All of the listing, from first line to last, should be output exactly; the pictures stay out.

■ Records for the exercise ■
/---

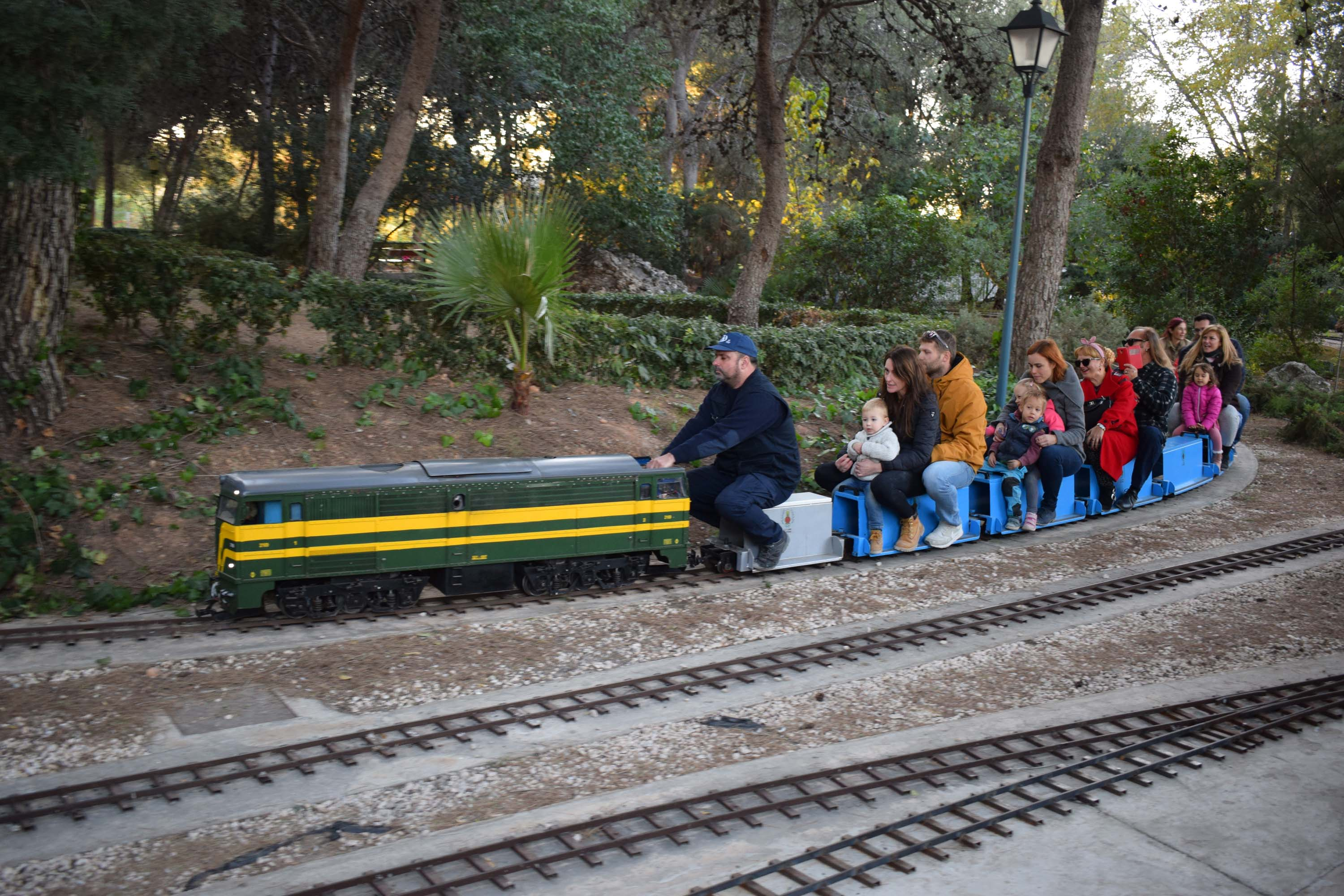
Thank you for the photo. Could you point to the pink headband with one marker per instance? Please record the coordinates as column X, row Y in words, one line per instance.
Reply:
column 1092, row 343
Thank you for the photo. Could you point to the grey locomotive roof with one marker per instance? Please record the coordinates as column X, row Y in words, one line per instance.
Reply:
column 318, row 478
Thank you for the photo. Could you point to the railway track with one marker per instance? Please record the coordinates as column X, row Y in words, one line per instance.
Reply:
column 1147, row 742
column 74, row 633
column 426, row 734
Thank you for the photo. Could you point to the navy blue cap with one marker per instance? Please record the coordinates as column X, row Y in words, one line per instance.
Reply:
column 734, row 342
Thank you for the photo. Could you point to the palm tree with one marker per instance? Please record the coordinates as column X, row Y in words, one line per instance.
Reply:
column 508, row 264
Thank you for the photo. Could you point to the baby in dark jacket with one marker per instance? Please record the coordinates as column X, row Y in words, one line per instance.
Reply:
column 1014, row 448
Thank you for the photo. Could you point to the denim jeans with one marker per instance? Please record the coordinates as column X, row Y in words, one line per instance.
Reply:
column 893, row 488
column 717, row 496
column 1057, row 461
column 1229, row 420
column 943, row 478
column 1012, row 485
column 870, row 500
column 1150, row 457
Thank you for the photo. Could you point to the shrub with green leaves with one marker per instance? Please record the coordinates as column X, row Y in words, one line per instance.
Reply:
column 198, row 296
column 881, row 253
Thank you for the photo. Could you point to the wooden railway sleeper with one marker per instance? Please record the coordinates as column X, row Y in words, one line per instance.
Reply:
column 836, row 864
column 675, row 836
column 799, row 878
column 788, row 812
column 1026, row 816
column 965, row 814
column 906, row 840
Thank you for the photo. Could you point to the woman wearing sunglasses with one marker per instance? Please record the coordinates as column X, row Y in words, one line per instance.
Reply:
column 1109, row 416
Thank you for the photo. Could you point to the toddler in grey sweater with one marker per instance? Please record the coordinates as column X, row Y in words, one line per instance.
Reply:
column 878, row 441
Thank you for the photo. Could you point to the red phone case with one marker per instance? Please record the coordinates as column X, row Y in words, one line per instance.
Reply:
column 1129, row 357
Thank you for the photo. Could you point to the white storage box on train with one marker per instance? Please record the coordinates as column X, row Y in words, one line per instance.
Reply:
column 806, row 517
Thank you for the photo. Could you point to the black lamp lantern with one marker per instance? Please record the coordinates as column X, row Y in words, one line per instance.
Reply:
column 1033, row 37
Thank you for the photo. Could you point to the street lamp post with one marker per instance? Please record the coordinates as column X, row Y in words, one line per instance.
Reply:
column 1033, row 37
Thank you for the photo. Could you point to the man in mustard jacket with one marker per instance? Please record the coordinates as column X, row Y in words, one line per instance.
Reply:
column 961, row 439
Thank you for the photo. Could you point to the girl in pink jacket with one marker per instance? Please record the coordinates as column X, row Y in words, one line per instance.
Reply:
column 1199, row 408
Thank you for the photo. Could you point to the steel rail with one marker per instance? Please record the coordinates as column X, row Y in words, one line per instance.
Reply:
column 124, row 790
column 877, row 857
column 72, row 633
column 545, row 851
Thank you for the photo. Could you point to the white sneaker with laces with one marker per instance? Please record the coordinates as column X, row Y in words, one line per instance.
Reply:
column 944, row 535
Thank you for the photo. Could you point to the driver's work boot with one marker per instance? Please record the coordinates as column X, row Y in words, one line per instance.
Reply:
column 771, row 554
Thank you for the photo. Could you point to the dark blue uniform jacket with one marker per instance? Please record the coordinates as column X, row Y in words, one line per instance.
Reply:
column 750, row 429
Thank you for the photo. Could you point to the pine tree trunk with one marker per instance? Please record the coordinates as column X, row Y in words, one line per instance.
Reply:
column 324, row 233
column 109, row 175
column 299, row 170
column 361, row 229
column 267, row 147
column 1057, row 175
column 771, row 139
column 37, row 240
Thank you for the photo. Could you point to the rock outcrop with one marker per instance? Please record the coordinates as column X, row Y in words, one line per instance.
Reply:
column 1297, row 374
column 605, row 272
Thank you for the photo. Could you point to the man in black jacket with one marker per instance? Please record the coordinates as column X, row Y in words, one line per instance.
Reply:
column 746, row 424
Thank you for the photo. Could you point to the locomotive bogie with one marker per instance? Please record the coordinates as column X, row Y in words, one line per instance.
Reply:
column 332, row 539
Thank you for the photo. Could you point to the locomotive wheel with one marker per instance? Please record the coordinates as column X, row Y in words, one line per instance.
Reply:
column 293, row 606
column 323, row 606
column 354, row 602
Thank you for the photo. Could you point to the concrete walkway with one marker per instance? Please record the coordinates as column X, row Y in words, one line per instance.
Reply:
column 1269, row 823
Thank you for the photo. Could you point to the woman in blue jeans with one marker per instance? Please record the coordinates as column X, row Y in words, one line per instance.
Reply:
column 1061, row 453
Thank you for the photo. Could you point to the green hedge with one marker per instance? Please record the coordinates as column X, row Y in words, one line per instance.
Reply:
column 198, row 296
column 1314, row 418
column 717, row 308
column 375, row 323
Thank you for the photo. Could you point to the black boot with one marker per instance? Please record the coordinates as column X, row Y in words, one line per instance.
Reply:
column 1107, row 487
column 771, row 554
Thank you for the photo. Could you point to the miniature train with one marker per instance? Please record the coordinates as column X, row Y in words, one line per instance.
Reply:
column 322, row 542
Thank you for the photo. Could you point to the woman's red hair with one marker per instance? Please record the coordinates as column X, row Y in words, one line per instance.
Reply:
column 1049, row 351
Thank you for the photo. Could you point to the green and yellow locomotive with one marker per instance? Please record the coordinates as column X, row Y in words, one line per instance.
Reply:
column 326, row 540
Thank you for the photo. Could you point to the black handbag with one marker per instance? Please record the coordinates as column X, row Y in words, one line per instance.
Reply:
column 1094, row 409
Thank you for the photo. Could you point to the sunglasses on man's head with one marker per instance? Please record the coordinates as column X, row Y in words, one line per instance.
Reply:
column 932, row 336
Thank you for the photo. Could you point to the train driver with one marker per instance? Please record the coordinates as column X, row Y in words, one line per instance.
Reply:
column 746, row 424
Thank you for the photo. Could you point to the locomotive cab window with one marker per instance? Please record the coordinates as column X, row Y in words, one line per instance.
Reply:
column 228, row 511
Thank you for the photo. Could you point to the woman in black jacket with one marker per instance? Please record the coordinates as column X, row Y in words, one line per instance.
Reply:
column 913, row 409
column 1218, row 350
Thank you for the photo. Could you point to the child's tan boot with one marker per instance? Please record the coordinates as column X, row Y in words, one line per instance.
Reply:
column 912, row 530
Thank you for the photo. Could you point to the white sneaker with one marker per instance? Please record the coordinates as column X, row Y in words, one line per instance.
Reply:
column 944, row 535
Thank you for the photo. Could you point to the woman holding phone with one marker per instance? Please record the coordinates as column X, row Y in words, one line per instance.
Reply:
column 1155, row 388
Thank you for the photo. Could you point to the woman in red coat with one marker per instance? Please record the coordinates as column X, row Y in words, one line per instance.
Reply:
column 1109, row 404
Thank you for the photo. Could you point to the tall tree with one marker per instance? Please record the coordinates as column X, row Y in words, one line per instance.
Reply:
column 324, row 232
column 361, row 226
column 66, row 62
column 830, row 39
column 1057, row 175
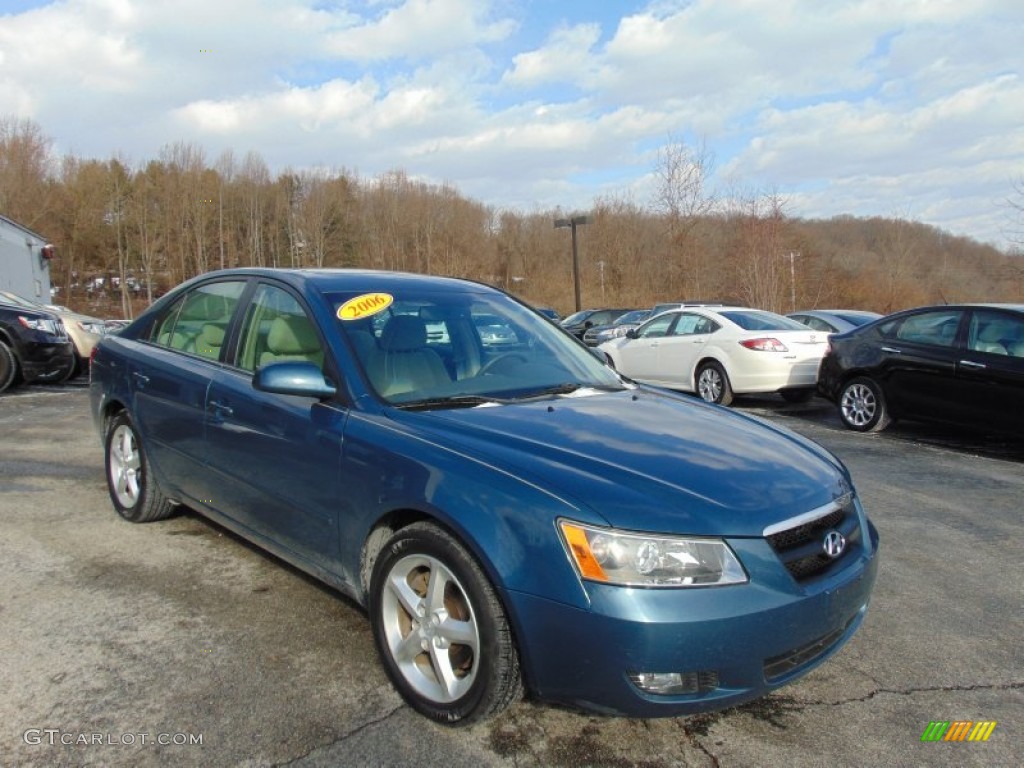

\---

■ Solution for this task ■
Thank you for the photo. Could you point to the pink headband with one marker per instance? Please record the coordinates as column X, row Y in words, one line per instance.
Reply:
column 1092, row 343
Thank you for the photo. Could you point to the grey locomotive roof with one marker per instance? Please record the coordinates as column X, row Y in words, one line per instance.
Reply:
column 318, row 478
Thank you for the photo. Could you point to the railway track with one marker per instance? Please record the coordinates as column X, row Y in words, one line per instance.
Reply:
column 1147, row 742
column 74, row 633
column 426, row 734
Thank you for the photo. Could you point to the navy blue cap with one marker per instance? Please record the coordinates as column X, row Y in words, one line per instance.
Reply:
column 734, row 342
Thank you for the photo. Could you point to the palm tree with one marker per instance? Please record the coordinates as column X, row Y in words, one line per instance.
Reply:
column 508, row 264
Thank you for the photo. Could you point to the baby in dark jacket with one marker per instance? Please record the coordinates as column X, row Y in words, one line per instance.
Reply:
column 1014, row 448
Thank you for the photo. Could you point to the denim jeans with one marker per instance? Please record the coordinates as column X, row Y in words, one line per instance.
Reply:
column 893, row 488
column 717, row 496
column 1057, row 461
column 1229, row 420
column 943, row 478
column 1012, row 485
column 870, row 500
column 1150, row 457
Thank you for the photo. Could you point to the shrub with green leaves with one marker per instance? Please record the coordinates as column X, row Y in words, one line per instance.
Reply:
column 198, row 296
column 881, row 253
Thank you for the photo. Could you point to the wooden railway sleeper with one marker per instance? Please record the coordinates as column X, row Y in words, one line per instance.
Reply:
column 836, row 864
column 675, row 836
column 799, row 878
column 788, row 812
column 1026, row 816
column 965, row 814
column 906, row 840
Thank you for the photo. Could you point to the woman wearing sunglasses with one marker per instance? Please record the coordinates as column X, row Y in words, one line per instance.
Reply:
column 1109, row 416
Thank you for the photo. Could you point to the toddler in grey sweater with one marker per instance? Please record the coordinates as column X, row Y in words, one line per instance.
Reply:
column 878, row 441
Thank you for the photo. Could you point to the red phone case with one marker per instance? Please record the coordinates as column X, row Y in words, one line per instance.
Reply:
column 1129, row 357
Thank you for the photo. Could you point to the white storage box on train with one marker per instance? Please record the coordinates as column X, row Y in words, one line per instance.
Reply:
column 806, row 517
Thank you for the photo. Could you point to the black lamp lantern with one marker per instance? Please record the coordinates as column X, row Y in words, one line per instance.
Reply:
column 1033, row 37
Thank you for the photo. Could you point to the street lamp post with one marker per instance? Please record the coordinates as column X, row Y in words, one line per instance.
Reply:
column 1033, row 37
Thank you for the photo. Could you point to the man in mustard jacket with one marker per instance? Please record the coordinates as column X, row Y in words, one line per instance.
Reply:
column 961, row 439
Thank you for the photo. Could you point to the girl in pink jacket with one marker per instance? Please record the coordinates as column X, row Y in words, one line per instance.
Reply:
column 1199, row 408
Thank you for the photo. Could you point to the steel rail with one marker per instance? Please record the coordinates as column X, row Y in words, one line per instance.
Reply:
column 124, row 790
column 877, row 857
column 72, row 633
column 545, row 851
Thank you for the photo. Could you point to the white sneaker with laces with one marker per instance? Please record the coordinates as column X, row Y in words, one line per instance.
Reply:
column 944, row 535
Thank you for the photo. Could you point to the driver's work boot with one marker per instance? Please record the coordinates as column X, row Y in words, one line per instance.
Reply:
column 771, row 554
Thank you for the photo. Could you point to the dark blue uniform jacket with one marker per instance? Please record the coordinates as column X, row Y in words, one line per instance.
Reply:
column 750, row 429
Thank you for the photo. Could you point to the pine tree trunk with one marker per instance? Please record the coordinates as column X, row Y in words, one line per instance.
Reply:
column 324, row 233
column 109, row 175
column 299, row 170
column 361, row 229
column 267, row 147
column 1057, row 175
column 771, row 139
column 37, row 240
Thank you for the photo. Could you point to the rock outcrop with one marker per instance? Please record the coordinates as column X, row Y in words, one line per instance.
Reply:
column 1297, row 374
column 605, row 272
Thank you for the photo. Could you point to the man in black jacket with one marker per instance? Please record the coordinates as column X, row Y in words, one line per instance.
Reply:
column 746, row 424
Thank you for the photo. Could you point to the locomotive bogie with one marker per instance? Please record the coordinates as column X, row Y in words, one line per instance.
Reply:
column 332, row 539
Thank you for the photo. Could you point to the locomotive wheel with one marker per instance? Please record the coordinates as column X, row Y in words, one line per instance.
Reply:
column 293, row 606
column 323, row 606
column 354, row 602
Thank you for the photo. Could you point to the concrete walkway with one marker per instance? Please record the coordinates as column X, row Y in words, one line per instance.
Reply:
column 1269, row 823
Thank you for the photo. Could you point to the woman in blue jeans with one marker per instance? Please record the coordinates as column X, row Y in words, one line per instance.
Reply:
column 1061, row 453
Thank you for the photo. Could you point to the green hedge with one marker per instance? Please record the coordinates as column X, row Y in words, one line per instance.
Reply:
column 198, row 296
column 1314, row 418
column 717, row 308
column 375, row 323
Thank you for the photo. Could you point to the black boot with one marker per instance? Please record the coordinates as column X, row Y in words, one line per instance.
Reply:
column 1107, row 487
column 771, row 554
Thank you for the photo. Could you point to the miniature train with one marker per instance? Please record the coordinates as column X, row Y in words, one line per instance.
Reply:
column 322, row 542
Thank you for the photo. Could you point to the woman's red hair with one marker per instance? Please record the coordinates as column X, row Y in words, one line per instance.
Reply:
column 1049, row 351
Thank you for the photo. Could you point to the green and yellow locomotive with one marker per instance? Please record the coordinates as column X, row Y in words, one line per instance.
Reply:
column 326, row 540
Thank you for the photo. Could you point to the black handbag with one marker per instance? Please record the coordinates as column X, row Y in words, one line per instance.
Reply:
column 1094, row 409
Thank you for the photo. Could you point to the sunglasses on man's head with one marker per instance? Please record the coordinates as column X, row Y in words, one line per instance.
Reply:
column 932, row 336
Thank you for the photo. Could you point to the train driver with one marker per instance? Please record the coordinates as column X, row Y in words, one line per instance.
Reply:
column 746, row 424
Thank you for the photo. Could you point to the locomotive cab window with one marker per instance? Please record the coordinates as column X, row Y in words, one line per instance.
Reply:
column 228, row 511
Thank you for the photo. Could you point to the woman in black jacket with one marker per instance? Please record the coordinates as column X, row Y in words, one line per instance.
Reply:
column 913, row 409
column 1218, row 350
Thank you for the photo. Could you point to the child's tan boot with one marker per instance? Please record the coordinates as column X, row Y in words, one line per instance.
Reply:
column 912, row 530
Thank you for the photo. Could you point to the white sneaker with one marker per instance? Please record the coordinates as column X, row Y in words, one line per instance.
Reply:
column 944, row 535
Thank you for the photo. Could you point to the woman holding phone with one marker per instance? Please record the coordinates as column X, row Y in words, one line per instance.
Reply:
column 1155, row 388
Thank you for the photo. Could you point to the woman in red coat with one marker per instance? Please record the coordinates as column X, row Y in words, one line per instance.
Reply:
column 1109, row 404
Thank you for the photo. Could you point to the tall tree with one marker per instance? Please record the coordinates as column X, row Y in words, one line per instance.
Reply:
column 324, row 232
column 361, row 226
column 66, row 62
column 830, row 39
column 1057, row 175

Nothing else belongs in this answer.